··· RECORD EXTRACTS ···

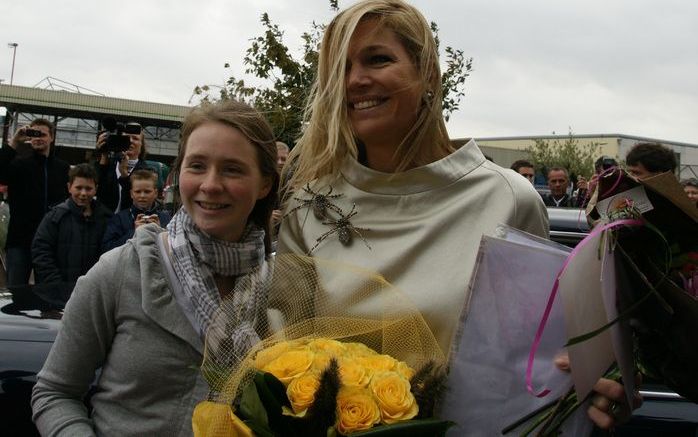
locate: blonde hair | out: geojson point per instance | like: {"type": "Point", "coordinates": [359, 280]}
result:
{"type": "Point", "coordinates": [328, 137]}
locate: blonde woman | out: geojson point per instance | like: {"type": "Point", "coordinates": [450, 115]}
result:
{"type": "Point", "coordinates": [377, 183]}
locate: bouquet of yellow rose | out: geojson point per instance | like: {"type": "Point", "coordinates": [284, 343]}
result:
{"type": "Point", "coordinates": [331, 363]}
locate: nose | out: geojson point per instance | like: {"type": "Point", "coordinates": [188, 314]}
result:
{"type": "Point", "coordinates": [356, 76]}
{"type": "Point", "coordinates": [211, 182]}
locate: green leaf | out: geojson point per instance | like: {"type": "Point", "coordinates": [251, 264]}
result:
{"type": "Point", "coordinates": [411, 428]}
{"type": "Point", "coordinates": [251, 407]}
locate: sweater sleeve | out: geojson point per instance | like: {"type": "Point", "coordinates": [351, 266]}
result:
{"type": "Point", "coordinates": [116, 234]}
{"type": "Point", "coordinates": [44, 251]}
{"type": "Point", "coordinates": [531, 213]}
{"type": "Point", "coordinates": [89, 325]}
{"type": "Point", "coordinates": [7, 154]}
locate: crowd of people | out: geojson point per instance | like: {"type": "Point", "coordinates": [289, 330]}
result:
{"type": "Point", "coordinates": [404, 202]}
{"type": "Point", "coordinates": [643, 160]}
{"type": "Point", "coordinates": [63, 218]}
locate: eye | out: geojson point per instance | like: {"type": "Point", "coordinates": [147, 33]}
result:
{"type": "Point", "coordinates": [233, 169]}
{"type": "Point", "coordinates": [195, 166]}
{"type": "Point", "coordinates": [379, 59]}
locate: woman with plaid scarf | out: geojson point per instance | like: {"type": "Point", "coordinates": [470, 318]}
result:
{"type": "Point", "coordinates": [141, 314]}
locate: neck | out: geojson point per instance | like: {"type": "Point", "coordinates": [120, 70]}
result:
{"type": "Point", "coordinates": [382, 159]}
{"type": "Point", "coordinates": [225, 284]}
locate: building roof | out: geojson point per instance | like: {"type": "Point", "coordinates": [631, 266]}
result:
{"type": "Point", "coordinates": [585, 136]}
{"type": "Point", "coordinates": [69, 104]}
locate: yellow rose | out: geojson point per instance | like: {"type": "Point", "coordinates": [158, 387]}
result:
{"type": "Point", "coordinates": [353, 374]}
{"type": "Point", "coordinates": [359, 350]}
{"type": "Point", "coordinates": [332, 347]}
{"type": "Point", "coordinates": [377, 363]}
{"type": "Point", "coordinates": [404, 370]}
{"type": "Point", "coordinates": [321, 361]}
{"type": "Point", "coordinates": [290, 364]}
{"type": "Point", "coordinates": [356, 410]}
{"type": "Point", "coordinates": [301, 392]}
{"type": "Point", "coordinates": [395, 400]}
{"type": "Point", "coordinates": [265, 356]}
{"type": "Point", "coordinates": [211, 419]}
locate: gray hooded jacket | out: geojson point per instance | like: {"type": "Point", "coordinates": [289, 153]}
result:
{"type": "Point", "coordinates": [123, 318]}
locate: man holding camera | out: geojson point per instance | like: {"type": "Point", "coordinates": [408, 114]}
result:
{"type": "Point", "coordinates": [121, 149]}
{"type": "Point", "coordinates": [35, 183]}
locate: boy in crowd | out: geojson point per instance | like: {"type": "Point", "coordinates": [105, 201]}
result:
{"type": "Point", "coordinates": [145, 209]}
{"type": "Point", "coordinates": [68, 241]}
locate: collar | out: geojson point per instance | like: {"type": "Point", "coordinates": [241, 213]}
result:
{"type": "Point", "coordinates": [429, 177]}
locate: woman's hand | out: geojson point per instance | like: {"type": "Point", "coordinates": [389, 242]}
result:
{"type": "Point", "coordinates": [101, 140]}
{"type": "Point", "coordinates": [609, 406]}
{"type": "Point", "coordinates": [123, 166]}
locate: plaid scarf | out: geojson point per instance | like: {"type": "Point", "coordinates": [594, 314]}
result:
{"type": "Point", "coordinates": [196, 257]}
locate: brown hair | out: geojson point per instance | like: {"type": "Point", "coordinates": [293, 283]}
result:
{"type": "Point", "coordinates": [655, 157]}
{"type": "Point", "coordinates": [144, 175]}
{"type": "Point", "coordinates": [86, 171]}
{"type": "Point", "coordinates": [256, 129]}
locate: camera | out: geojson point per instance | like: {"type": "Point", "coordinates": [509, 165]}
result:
{"type": "Point", "coordinates": [604, 163]}
{"type": "Point", "coordinates": [118, 140]}
{"type": "Point", "coordinates": [607, 163]}
{"type": "Point", "coordinates": [33, 133]}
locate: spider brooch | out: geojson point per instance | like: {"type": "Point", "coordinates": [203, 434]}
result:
{"type": "Point", "coordinates": [318, 202]}
{"type": "Point", "coordinates": [344, 230]}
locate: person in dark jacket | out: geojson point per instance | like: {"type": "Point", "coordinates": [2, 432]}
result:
{"type": "Point", "coordinates": [114, 168]}
{"type": "Point", "coordinates": [145, 209]}
{"type": "Point", "coordinates": [69, 239]}
{"type": "Point", "coordinates": [36, 180]}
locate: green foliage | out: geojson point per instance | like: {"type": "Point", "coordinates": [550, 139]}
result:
{"type": "Point", "coordinates": [286, 81]}
{"type": "Point", "coordinates": [577, 158]}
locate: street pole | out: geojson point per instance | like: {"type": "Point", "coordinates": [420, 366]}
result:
{"type": "Point", "coordinates": [13, 46]}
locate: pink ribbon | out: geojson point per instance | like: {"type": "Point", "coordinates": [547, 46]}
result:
{"type": "Point", "coordinates": [553, 294]}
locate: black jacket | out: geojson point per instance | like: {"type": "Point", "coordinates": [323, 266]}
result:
{"type": "Point", "coordinates": [34, 184]}
{"type": "Point", "coordinates": [67, 244]}
{"type": "Point", "coordinates": [121, 225]}
{"type": "Point", "coordinates": [108, 185]}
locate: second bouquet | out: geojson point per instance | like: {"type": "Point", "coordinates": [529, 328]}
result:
{"type": "Point", "coordinates": [342, 352]}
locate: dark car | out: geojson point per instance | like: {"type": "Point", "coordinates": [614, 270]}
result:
{"type": "Point", "coordinates": [663, 412]}
{"type": "Point", "coordinates": [28, 327]}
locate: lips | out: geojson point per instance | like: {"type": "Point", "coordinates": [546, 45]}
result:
{"type": "Point", "coordinates": [210, 206]}
{"type": "Point", "coordinates": [366, 103]}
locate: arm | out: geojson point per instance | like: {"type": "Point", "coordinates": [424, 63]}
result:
{"type": "Point", "coordinates": [7, 154]}
{"type": "Point", "coordinates": [531, 213]}
{"type": "Point", "coordinates": [44, 251]}
{"type": "Point", "coordinates": [82, 345]}
{"type": "Point", "coordinates": [115, 234]}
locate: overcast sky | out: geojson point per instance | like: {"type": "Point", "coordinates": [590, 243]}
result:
{"type": "Point", "coordinates": [626, 66]}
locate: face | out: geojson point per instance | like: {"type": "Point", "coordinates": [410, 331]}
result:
{"type": "Point", "coordinates": [143, 193]}
{"type": "Point", "coordinates": [382, 86]}
{"type": "Point", "coordinates": [281, 156]}
{"type": "Point", "coordinates": [640, 172]}
{"type": "Point", "coordinates": [82, 190]}
{"type": "Point", "coordinates": [557, 182]}
{"type": "Point", "coordinates": [220, 180]}
{"type": "Point", "coordinates": [527, 172]}
{"type": "Point", "coordinates": [691, 192]}
{"type": "Point", "coordinates": [42, 144]}
{"type": "Point", "coordinates": [134, 149]}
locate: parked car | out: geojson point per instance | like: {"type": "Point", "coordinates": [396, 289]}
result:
{"type": "Point", "coordinates": [663, 412]}
{"type": "Point", "coordinates": [28, 327]}
{"type": "Point", "coordinates": [30, 319]}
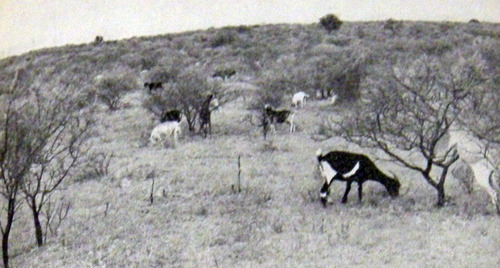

···

SET EXERCISE:
Copy out every line above that contains the word "jacket".

COMPLETE OUTPUT:
locate: gray hooded jacket | out: geojson point per instance | like: {"type": "Point", "coordinates": [289, 153]}
locate: person in dark jacket | out: geojson point per instance | like: {"type": "Point", "coordinates": [2, 432]}
locate: black jacket | out: geojson point per instance | like: {"type": "Point", "coordinates": [323, 266]}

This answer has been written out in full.